[Problem statement]: Copy out all the records exactly.

[Data records]:
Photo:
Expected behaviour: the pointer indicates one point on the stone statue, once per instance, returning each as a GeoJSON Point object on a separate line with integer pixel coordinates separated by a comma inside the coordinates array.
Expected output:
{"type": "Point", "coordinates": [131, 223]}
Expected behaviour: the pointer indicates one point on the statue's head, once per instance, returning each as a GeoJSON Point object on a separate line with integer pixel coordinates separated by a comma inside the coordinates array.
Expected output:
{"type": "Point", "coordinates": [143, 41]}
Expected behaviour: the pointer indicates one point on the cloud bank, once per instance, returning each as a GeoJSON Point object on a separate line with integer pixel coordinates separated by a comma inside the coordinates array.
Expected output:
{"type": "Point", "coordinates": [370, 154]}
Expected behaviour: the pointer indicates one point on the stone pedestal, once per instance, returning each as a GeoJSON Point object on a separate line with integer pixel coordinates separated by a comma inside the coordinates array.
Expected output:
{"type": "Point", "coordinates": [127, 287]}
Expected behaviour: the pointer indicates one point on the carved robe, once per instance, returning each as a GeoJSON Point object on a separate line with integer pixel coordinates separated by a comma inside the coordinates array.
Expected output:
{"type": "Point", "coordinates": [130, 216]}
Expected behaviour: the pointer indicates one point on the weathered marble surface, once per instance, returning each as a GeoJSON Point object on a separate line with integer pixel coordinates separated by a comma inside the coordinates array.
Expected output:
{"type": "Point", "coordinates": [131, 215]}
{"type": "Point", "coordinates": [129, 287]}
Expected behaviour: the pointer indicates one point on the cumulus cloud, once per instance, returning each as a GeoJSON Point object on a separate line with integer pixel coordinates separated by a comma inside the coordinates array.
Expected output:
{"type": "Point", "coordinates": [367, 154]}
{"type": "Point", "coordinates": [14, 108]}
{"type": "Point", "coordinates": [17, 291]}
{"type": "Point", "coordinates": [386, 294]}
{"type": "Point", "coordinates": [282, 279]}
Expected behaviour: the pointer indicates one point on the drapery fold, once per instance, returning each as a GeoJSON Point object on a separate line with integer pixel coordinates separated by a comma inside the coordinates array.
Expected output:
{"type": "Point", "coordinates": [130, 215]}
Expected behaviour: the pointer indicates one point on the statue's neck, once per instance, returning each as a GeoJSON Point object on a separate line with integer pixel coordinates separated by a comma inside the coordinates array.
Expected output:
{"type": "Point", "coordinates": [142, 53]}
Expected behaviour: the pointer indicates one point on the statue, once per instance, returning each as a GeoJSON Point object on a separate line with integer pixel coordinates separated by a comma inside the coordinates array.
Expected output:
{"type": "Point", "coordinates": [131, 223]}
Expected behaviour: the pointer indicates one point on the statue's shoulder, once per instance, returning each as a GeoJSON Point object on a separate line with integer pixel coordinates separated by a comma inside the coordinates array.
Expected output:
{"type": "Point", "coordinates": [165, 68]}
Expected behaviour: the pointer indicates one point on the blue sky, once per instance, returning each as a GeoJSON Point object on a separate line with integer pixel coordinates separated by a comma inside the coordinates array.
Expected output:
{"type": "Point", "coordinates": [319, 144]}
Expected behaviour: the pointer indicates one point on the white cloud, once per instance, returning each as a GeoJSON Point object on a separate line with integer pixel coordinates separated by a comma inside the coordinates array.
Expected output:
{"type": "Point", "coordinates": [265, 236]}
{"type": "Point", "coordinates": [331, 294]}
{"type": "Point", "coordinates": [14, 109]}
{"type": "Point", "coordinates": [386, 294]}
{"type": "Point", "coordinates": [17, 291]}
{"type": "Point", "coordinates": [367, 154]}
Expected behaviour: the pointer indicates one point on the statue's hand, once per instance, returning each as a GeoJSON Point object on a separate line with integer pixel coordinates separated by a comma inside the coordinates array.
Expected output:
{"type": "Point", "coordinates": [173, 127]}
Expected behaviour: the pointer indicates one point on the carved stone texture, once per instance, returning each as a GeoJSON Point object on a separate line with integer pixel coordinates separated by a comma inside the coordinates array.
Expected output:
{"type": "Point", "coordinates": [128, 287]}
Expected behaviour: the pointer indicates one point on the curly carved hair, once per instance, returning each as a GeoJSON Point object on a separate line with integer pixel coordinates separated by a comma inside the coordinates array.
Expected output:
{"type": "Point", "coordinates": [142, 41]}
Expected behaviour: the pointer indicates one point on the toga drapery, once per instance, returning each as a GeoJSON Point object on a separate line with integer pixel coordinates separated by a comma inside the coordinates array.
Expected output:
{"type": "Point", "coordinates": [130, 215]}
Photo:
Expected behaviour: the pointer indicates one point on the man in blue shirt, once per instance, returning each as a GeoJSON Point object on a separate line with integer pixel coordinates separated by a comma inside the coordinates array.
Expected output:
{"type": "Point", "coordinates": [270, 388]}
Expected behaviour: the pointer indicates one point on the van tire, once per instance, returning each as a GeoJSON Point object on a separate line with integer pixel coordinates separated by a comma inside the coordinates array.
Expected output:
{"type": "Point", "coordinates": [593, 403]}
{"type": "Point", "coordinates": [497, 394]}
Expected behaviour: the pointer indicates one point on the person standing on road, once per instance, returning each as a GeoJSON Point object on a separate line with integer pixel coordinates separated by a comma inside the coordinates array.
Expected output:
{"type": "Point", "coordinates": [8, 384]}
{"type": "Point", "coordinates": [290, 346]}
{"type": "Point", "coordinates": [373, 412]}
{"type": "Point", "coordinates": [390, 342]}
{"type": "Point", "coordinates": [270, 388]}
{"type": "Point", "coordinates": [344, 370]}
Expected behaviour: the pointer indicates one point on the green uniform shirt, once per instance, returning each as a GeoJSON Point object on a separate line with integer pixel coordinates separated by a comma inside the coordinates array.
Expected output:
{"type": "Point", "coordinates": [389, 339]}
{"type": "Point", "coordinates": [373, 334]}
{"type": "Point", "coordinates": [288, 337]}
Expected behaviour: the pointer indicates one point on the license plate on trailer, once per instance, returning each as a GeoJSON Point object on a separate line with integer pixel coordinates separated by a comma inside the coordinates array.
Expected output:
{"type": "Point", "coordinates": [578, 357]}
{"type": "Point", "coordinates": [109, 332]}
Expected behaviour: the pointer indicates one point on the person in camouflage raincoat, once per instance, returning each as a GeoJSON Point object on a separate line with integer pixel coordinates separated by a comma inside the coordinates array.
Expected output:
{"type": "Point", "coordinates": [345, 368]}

[Task response]:
Photo:
Expected behaviour: the pointer indicates one point on the stone statue, once per instance, returning each as a GeoJSON Point object on a separate line with integer pixel coordinates separated by a comma inside the coordinates array.
Expected output:
{"type": "Point", "coordinates": [131, 223]}
Expected behaviour: the pointer indicates one point on the statue's head, once per instance, returning each as a GeoJSON Point object on a separate line with integer pixel coordinates separated by a comma inside the coordinates array.
Expected output:
{"type": "Point", "coordinates": [143, 41]}
Expected behaviour: the pointer indicates one point on the cloud bank, once per instance, returning each as a GeoJSON Point object on a separate line with integer pixel coordinates separated by a comma inside the coordinates array.
Expected output:
{"type": "Point", "coordinates": [370, 154]}
Expected behaviour: the pointer indicates one point on the stone pedestal, once per instance, returning each as a GeoJSON Point object on a separate line with integer pixel coordinates separated by a comma inside the coordinates array.
Expected output:
{"type": "Point", "coordinates": [127, 287]}
Expected behaviour: the pointer indicates one point on the carved robe, once per instance, returning each as a GeoJSON Point object on a separate line with integer pixel coordinates separated by a comma inside the coordinates array.
Expected output:
{"type": "Point", "coordinates": [130, 216]}
Expected behaviour: the pointer indicates one point on the weathered marble surface, once per instance, returning each as a GeoJSON Point object on a separate line with integer pixel coordinates separated by a comma inside the coordinates array.
Expected output:
{"type": "Point", "coordinates": [131, 215]}
{"type": "Point", "coordinates": [129, 287]}
Expected behaviour: the pointer indicates one point on the cumulus cloud, once per instance, returning each as a GeoJSON Point object on a separate line with integer pixel coordinates separated by a comma inside the coordinates array.
Expected output:
{"type": "Point", "coordinates": [367, 154]}
{"type": "Point", "coordinates": [14, 108]}
{"type": "Point", "coordinates": [17, 291]}
{"type": "Point", "coordinates": [386, 294]}
{"type": "Point", "coordinates": [282, 279]}
Expected behaviour: the pointer indicates one point on the drapery fold, once per instance, returning each as a GeoJSON Point object on a separate line with integer pixel coordinates separated by a comma inside the coordinates array.
Expected output:
{"type": "Point", "coordinates": [130, 215]}
Expected behaviour: the pointer indicates one point on the statue's neck, once per instance, returning each as a GeoJSON Point object on a separate line with integer pixel coordinates separated by a comma inside the coordinates array.
Expected output:
{"type": "Point", "coordinates": [142, 53]}
Expected behaviour: the pointer indicates one point on the statue, once per instance, returning each as a GeoJSON Point object on a separate line with integer pixel coordinates separated by a comma inside the coordinates array.
Expected output:
{"type": "Point", "coordinates": [131, 223]}
Expected behaviour: the pointer indicates one point on the statue's shoulder, once per instance, returning each as a GeoJSON Point object on a separate line with integer pixel coordinates separated by a comma inside the coordinates array.
Expected output:
{"type": "Point", "coordinates": [165, 68]}
Expected behaviour: the pointer indicates one point on the blue sky, once per instance, returning each as a GeoJSON Point object on a separate line with integer pixel coordinates separated by a comma inside the coordinates array.
Expected output:
{"type": "Point", "coordinates": [319, 144]}
Expected behaviour: the pointer indicates one point on the white cloud, once per instance, returning each as a GeoJSON Point object on a separate line with integer pixel coordinates separated by a comma inside the coordinates array.
Expected output:
{"type": "Point", "coordinates": [265, 236]}
{"type": "Point", "coordinates": [331, 294]}
{"type": "Point", "coordinates": [14, 109]}
{"type": "Point", "coordinates": [386, 294]}
{"type": "Point", "coordinates": [17, 291]}
{"type": "Point", "coordinates": [367, 154]}
Expected behaviour: the pointer indicates one point on the statue's hand, once per instance, returning each as a GeoJSON Point object on a separate line with integer pixel coordinates separated by a comma inside the coordinates array.
Expected output:
{"type": "Point", "coordinates": [173, 127]}
Expected behaviour: the pointer indicates one point on the carved stone texture, once per instance, returning each as a GeoJSON Point object on a separate line with integer pixel coordinates separated by a comma inside the coordinates array.
Expected output:
{"type": "Point", "coordinates": [128, 287]}
Expected behaviour: the pointer indicates one point on the curly carved hair, once per instance, returning each as a GeoJSON Point object on a separate line with integer pixel coordinates separated by a comma inside the coordinates array.
Expected output:
{"type": "Point", "coordinates": [142, 41]}
Expected behaviour: the pointer indicates one point on the toga drapery, once per instance, returning each as a GeoJSON Point object on a separate line with integer pixel coordinates separated by a comma inside the coordinates array.
Expected output:
{"type": "Point", "coordinates": [130, 215]}
Photo:
Expected behaviour: the pointer indicates one point on the man in blue shirt, once per instance, returning each as a GeoJSON Point object on a separate line with integer pixel coordinates separated by a comma inside the coordinates array.
Expected output:
{"type": "Point", "coordinates": [270, 388]}
Expected behaviour: the pointer indicates one point on the van tire, once per instance, returning each as a GeoJSON Point object on a separate line with integer pixel coordinates separated by a comma inside the coordinates array.
Expected output:
{"type": "Point", "coordinates": [593, 403]}
{"type": "Point", "coordinates": [497, 394]}
Expected behaviour: the pointer indicates one point on the person standing on road, once per instance, returning each as a GeoJSON Point object on a separate line with integer pixel coordinates separated by a comma inside the coordinates array.
Expected output:
{"type": "Point", "coordinates": [8, 384]}
{"type": "Point", "coordinates": [290, 346]}
{"type": "Point", "coordinates": [373, 412]}
{"type": "Point", "coordinates": [390, 342]}
{"type": "Point", "coordinates": [270, 388]}
{"type": "Point", "coordinates": [344, 370]}
Expected behaviour: the pointer indicates one point on the green uniform shirt, once per instance, returning each as a GeoJSON Point object on a separate line with integer pixel coordinates separated by a comma inside the coordinates array.
Expected output:
{"type": "Point", "coordinates": [389, 339]}
{"type": "Point", "coordinates": [373, 334]}
{"type": "Point", "coordinates": [288, 337]}
Expected behaviour: the pointer indicates one point on the license plate on trailer, once per instance, returning each as a GeoJSON Point object on a separate line with integer pixel coordinates separated by a comma inside the coordinates array.
Expected output:
{"type": "Point", "coordinates": [578, 357]}
{"type": "Point", "coordinates": [109, 332]}
Expected behaviour: the pointer indicates one point on the person in camouflage raincoat, once per instance, returning each as a GeoJSON Point object on a separate line with integer pixel coordinates separated by a comma inside the coordinates array.
Expected output:
{"type": "Point", "coordinates": [345, 368]}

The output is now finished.